MLB Hall of Shame: Jose Canseco and the 25 Most Highly Suspected Juicers Ever
The sooner the mass public accepts the fact that steroids were ingrained into the fabric of baseball during the "Steroid Era," the better.
There was no test for it. It was a part of the game.
Now every time someone hits a home run, eyebrows raise across the MLB and the same question runs through every expert's mind: Is he juicing?
While steroid usage has certainly decreased dramatically in recent years, the success of these 25 guys make it pretty easy to assume that something was going on behind the scenes. Without further ado, here are the 25 most highly suspected juicers in baseball.
25. Guillermo Mota, RP
Mota waffled between inconsistency and success after breaking onto the scene.
After battling injury and on the downslide of his career, Mota came roaring back with a 98 mph fastball that nobody saw coming.
Shortly thereafter, he was suspended by the league for testing positive for a performance enhancer.
24. Jeremy Giambi, 1B/OF
Remember the infamous play where the other Giambi gets tagged out at home plate by Jorge Posada because he chose not to slide?
It's not that he couldn't do it, but like any steroid user, he was like a bull seeing red and wanted to take out all of that rage on Posada at the plate.
##########
## Required task A
Please list every person the baseball steroids article mentions by name.
## Required task B
Write the next part of the baseball steroids article, starting right after its last sentence.

## Material provided
##########
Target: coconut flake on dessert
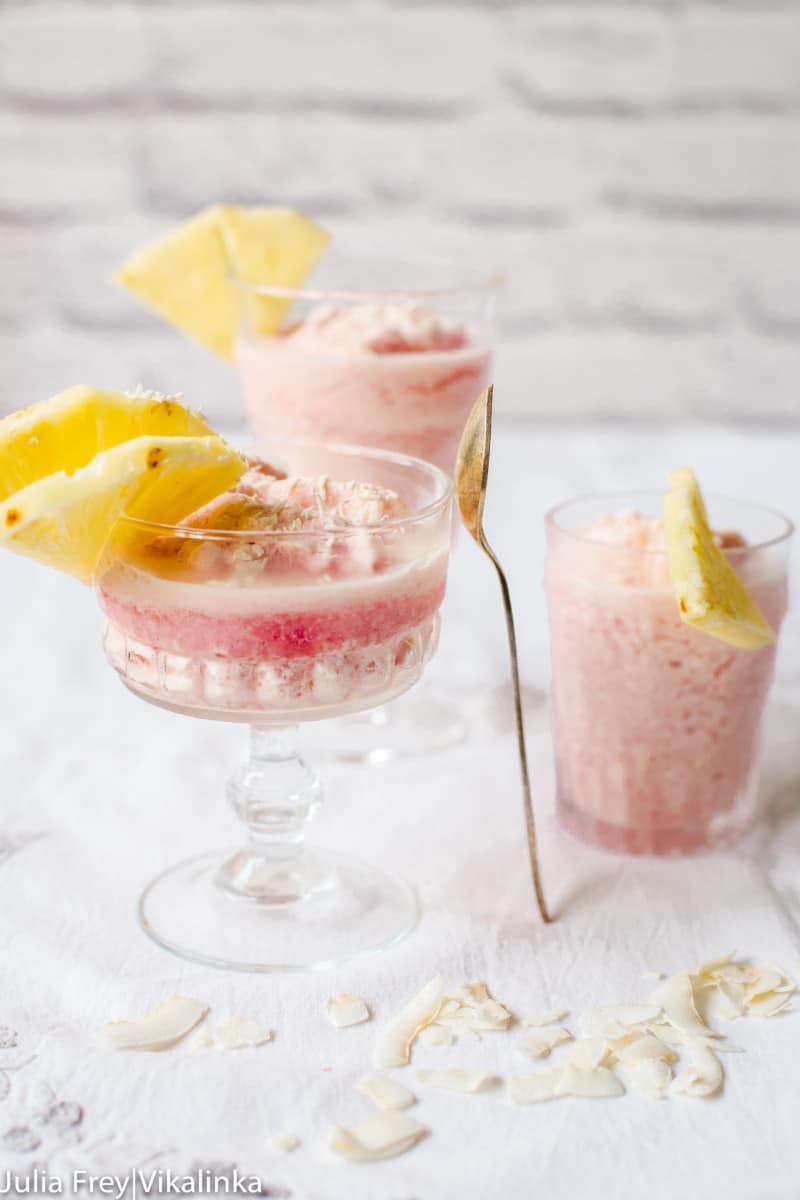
##########
## Reply A
Jose Canseco, Guillermo Mota, Jeremy Giambi, Jorge Posada

## Reply B
23. Jose Guillen, OF
Never a prolific home run hitter, Guillen has battled issues of health late into his career and sought a little outside help.
While he still denies using HGH, all of the evidence has the arrow of blame pointing squarely at him.
Hasn't he learned from A-Rod that lying does no good?
22. Bret Boone, 2B
Boone saw his home run total spike from 19 in 2000 to 37 in 2001.
The following three years, he hit 24, 35, and 24 homers respectively, through the 2004 campaign.
In the following seasons, Boone never saw double-digit homers again and eventually fell out of the league in 2005, just two years after a 35 tater campaign from a scrawny second baseman.
Something smells fishy.
21. Paul Lo Duca, C
After spending forever and a day in the minor leagues, Lo Duca finally made it to the show in 2001.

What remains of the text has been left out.